[Excerpts from location labeling data]
********
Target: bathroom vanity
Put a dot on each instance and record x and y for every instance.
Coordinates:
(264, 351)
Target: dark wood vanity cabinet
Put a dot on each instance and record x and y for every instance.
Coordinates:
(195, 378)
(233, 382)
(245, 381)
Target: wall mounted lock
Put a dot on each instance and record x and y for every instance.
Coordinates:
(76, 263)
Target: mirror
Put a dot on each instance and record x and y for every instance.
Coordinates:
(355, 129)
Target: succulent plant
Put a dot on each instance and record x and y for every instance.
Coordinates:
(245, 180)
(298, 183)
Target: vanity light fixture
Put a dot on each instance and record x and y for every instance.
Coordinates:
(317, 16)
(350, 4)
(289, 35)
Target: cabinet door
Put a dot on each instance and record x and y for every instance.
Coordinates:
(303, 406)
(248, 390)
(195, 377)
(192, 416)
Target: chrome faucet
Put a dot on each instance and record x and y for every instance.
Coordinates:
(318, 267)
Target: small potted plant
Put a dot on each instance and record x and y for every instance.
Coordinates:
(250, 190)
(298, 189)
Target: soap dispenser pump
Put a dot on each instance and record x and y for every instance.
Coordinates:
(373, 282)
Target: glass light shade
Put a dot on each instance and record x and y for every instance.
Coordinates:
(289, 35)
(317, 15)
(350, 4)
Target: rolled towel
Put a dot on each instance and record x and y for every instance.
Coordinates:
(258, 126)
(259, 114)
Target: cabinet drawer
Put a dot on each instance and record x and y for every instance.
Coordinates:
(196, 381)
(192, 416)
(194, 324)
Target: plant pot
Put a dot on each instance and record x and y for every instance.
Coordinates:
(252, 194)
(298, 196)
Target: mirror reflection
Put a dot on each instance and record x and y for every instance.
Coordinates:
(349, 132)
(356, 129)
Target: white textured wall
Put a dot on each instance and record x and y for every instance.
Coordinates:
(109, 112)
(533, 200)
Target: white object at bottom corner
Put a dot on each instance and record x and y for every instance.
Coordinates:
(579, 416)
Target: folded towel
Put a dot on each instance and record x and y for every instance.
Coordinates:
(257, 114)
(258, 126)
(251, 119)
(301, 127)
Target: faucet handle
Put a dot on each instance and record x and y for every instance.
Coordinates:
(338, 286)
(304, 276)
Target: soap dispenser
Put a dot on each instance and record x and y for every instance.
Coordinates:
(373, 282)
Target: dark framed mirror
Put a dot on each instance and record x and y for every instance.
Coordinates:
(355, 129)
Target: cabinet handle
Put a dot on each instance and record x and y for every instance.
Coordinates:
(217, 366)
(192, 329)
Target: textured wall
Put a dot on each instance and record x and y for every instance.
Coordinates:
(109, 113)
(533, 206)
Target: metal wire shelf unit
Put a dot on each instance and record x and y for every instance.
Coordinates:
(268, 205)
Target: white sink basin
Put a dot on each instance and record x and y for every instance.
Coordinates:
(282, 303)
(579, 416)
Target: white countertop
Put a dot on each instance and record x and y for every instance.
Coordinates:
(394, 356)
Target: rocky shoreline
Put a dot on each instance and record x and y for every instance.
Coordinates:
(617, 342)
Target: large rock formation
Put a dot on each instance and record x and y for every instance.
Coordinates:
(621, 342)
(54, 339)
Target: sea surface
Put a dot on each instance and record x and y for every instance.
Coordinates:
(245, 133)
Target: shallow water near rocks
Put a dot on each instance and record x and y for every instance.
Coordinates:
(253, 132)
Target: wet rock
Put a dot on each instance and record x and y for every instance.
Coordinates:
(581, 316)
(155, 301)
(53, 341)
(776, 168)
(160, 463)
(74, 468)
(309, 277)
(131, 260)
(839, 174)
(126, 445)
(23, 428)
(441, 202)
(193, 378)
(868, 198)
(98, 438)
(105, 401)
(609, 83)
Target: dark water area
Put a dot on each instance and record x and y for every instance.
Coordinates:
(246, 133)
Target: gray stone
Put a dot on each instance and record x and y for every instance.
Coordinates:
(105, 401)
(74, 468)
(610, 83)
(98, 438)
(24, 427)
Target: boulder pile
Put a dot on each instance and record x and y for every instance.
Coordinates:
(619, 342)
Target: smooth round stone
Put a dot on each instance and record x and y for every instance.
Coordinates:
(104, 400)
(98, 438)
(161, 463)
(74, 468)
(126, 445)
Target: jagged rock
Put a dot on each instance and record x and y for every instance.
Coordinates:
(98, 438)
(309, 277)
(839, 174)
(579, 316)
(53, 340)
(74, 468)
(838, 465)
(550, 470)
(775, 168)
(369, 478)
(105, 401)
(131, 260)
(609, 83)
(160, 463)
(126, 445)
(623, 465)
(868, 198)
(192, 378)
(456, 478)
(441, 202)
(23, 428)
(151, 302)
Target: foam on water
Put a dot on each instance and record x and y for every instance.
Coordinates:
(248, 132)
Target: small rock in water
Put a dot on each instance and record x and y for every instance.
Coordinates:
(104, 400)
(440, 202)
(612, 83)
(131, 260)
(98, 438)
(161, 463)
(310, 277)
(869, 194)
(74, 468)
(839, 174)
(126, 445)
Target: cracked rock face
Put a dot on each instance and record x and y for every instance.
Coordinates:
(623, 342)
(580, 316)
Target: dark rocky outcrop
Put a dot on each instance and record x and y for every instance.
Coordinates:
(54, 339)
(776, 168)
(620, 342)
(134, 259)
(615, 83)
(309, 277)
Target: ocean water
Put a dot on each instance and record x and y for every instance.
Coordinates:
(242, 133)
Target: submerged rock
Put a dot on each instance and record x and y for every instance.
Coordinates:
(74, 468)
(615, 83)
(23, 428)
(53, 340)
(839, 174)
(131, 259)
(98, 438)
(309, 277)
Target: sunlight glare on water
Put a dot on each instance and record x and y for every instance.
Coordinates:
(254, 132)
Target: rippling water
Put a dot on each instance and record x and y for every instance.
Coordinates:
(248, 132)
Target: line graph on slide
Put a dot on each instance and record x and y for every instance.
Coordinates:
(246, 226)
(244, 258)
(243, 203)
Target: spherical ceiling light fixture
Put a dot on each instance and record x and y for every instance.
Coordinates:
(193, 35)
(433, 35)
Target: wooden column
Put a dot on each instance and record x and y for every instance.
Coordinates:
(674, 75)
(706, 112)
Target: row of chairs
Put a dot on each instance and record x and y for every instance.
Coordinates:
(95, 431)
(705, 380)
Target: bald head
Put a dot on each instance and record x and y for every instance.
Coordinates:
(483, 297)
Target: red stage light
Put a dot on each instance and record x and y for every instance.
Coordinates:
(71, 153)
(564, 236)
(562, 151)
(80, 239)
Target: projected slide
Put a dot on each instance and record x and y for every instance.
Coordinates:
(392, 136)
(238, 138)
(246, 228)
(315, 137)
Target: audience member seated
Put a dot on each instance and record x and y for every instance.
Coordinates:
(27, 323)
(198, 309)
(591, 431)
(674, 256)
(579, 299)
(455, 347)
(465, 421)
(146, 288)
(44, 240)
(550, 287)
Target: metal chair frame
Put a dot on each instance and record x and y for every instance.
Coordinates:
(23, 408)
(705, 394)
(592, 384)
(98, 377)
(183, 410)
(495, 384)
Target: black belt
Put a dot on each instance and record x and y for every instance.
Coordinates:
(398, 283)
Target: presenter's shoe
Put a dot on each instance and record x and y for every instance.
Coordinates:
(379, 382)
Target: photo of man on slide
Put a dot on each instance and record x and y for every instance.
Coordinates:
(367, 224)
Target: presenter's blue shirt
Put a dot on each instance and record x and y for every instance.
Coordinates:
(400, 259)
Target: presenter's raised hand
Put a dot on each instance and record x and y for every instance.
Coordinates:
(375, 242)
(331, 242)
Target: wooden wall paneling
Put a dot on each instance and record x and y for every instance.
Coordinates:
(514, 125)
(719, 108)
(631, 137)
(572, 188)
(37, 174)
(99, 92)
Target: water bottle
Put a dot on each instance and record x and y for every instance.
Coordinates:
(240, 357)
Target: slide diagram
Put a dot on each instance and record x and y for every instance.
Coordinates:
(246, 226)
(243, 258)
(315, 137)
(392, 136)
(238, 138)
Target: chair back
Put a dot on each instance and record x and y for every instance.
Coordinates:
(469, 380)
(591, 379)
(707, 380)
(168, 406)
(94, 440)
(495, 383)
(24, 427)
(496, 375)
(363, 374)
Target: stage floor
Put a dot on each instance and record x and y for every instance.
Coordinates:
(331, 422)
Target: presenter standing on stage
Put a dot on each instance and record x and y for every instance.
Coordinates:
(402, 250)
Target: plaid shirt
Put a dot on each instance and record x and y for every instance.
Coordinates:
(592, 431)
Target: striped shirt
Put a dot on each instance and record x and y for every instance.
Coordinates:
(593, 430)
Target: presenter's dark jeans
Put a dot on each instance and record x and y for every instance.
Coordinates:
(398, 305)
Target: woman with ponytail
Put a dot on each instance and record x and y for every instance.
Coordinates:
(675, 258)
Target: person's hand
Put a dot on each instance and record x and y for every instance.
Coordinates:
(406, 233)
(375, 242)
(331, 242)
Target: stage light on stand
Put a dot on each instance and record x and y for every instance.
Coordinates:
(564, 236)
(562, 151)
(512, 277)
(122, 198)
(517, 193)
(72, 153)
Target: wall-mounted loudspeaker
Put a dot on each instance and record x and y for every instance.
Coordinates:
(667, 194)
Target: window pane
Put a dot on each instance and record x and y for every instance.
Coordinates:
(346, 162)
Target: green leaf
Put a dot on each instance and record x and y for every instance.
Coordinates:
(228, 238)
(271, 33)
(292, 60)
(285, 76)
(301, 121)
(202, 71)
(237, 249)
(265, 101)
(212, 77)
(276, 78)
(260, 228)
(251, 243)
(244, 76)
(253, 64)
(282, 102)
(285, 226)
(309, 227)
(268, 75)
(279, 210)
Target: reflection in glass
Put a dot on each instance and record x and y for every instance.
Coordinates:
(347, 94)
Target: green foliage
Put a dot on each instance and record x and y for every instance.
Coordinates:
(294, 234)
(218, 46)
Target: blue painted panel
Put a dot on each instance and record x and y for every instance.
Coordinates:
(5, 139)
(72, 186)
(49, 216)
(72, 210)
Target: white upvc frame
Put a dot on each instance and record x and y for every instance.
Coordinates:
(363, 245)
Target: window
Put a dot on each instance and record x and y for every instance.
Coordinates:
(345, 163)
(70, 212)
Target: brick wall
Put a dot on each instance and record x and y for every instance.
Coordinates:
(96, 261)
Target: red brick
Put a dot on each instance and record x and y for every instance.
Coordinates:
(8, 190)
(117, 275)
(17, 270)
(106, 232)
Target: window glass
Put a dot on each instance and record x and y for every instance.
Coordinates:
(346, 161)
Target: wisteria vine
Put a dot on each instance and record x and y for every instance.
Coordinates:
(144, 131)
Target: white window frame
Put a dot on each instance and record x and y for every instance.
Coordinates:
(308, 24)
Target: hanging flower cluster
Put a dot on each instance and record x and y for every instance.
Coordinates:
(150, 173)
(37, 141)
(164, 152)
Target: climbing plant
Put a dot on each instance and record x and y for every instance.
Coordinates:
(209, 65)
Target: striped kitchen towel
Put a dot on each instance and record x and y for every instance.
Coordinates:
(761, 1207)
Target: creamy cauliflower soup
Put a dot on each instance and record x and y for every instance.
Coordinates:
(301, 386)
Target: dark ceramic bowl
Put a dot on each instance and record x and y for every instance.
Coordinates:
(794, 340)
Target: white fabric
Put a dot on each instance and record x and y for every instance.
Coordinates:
********
Exercise brief: Reproduce word for word the entries starting at the line that contains "Target: hanging flower cluster" and ending at the last line of the entries.

Answer in full:
Target: hanging flower cluster
Put a dot on each instance and record x and y for every instance.
Coordinates:
(150, 173)
(37, 141)
(164, 152)
Target: climbing plant
Put a dot on each instance and record x and y for every instance.
Coordinates:
(209, 65)
Target: striped kitchen towel
Put a dot on each instance and record x and y for every instance.
Coordinates:
(761, 1207)
Target: creamy cauliflower soup
Put a dot on each instance and record x and y for every instance.
Coordinates:
(301, 386)
Target: dark ceramic bowl
Put a dot on each instance and record x and y for every instance.
Coordinates:
(794, 340)
Target: white fabric
Put a dot on each instance and record x and y for every instance.
Coordinates:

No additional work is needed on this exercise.